*Do this*
Find every line in the items below that contains the word "pump", and copy each one. Case counts.

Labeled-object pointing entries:
▽

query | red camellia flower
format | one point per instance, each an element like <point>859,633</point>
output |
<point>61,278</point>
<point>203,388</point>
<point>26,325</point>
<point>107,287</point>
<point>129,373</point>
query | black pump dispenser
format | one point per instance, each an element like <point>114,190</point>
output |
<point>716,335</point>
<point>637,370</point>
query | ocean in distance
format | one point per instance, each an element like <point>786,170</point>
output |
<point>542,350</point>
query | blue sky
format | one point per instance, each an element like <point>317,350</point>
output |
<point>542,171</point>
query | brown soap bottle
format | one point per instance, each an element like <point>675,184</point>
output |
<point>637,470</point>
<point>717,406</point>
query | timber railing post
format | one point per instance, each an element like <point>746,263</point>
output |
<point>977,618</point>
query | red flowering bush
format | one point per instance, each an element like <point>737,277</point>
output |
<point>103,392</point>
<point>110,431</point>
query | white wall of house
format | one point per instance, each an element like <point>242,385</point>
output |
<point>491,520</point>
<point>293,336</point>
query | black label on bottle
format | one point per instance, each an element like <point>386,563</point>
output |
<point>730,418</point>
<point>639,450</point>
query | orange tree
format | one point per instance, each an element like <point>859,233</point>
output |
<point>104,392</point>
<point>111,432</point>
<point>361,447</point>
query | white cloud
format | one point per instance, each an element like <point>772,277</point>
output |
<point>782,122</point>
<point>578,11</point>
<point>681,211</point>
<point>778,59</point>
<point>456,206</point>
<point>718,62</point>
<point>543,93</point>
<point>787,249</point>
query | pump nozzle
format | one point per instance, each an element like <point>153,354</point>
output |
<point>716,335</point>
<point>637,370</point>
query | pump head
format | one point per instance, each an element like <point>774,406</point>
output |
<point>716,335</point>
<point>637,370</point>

△
▽

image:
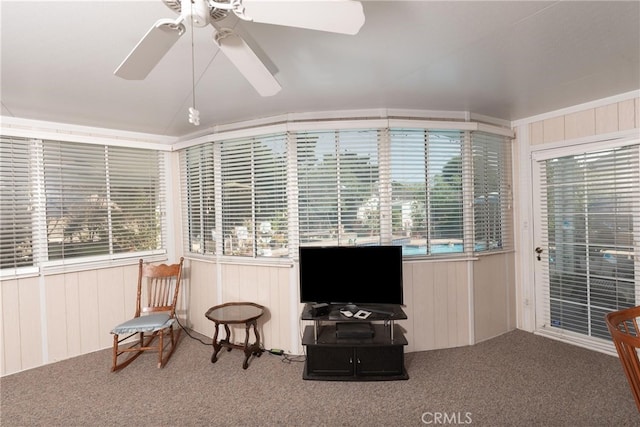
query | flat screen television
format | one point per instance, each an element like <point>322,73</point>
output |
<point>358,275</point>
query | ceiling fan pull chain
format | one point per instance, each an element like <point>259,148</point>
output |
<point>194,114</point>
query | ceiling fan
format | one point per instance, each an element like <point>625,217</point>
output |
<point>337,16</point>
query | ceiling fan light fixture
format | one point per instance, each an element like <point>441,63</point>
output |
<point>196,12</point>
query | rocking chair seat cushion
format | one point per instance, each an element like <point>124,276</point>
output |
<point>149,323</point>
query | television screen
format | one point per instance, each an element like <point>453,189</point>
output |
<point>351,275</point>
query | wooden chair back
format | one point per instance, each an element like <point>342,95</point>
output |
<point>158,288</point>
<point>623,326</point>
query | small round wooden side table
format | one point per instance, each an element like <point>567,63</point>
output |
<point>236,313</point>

△

*The answer*
query | black pump dispenser
query | pump nozzle
query | pump head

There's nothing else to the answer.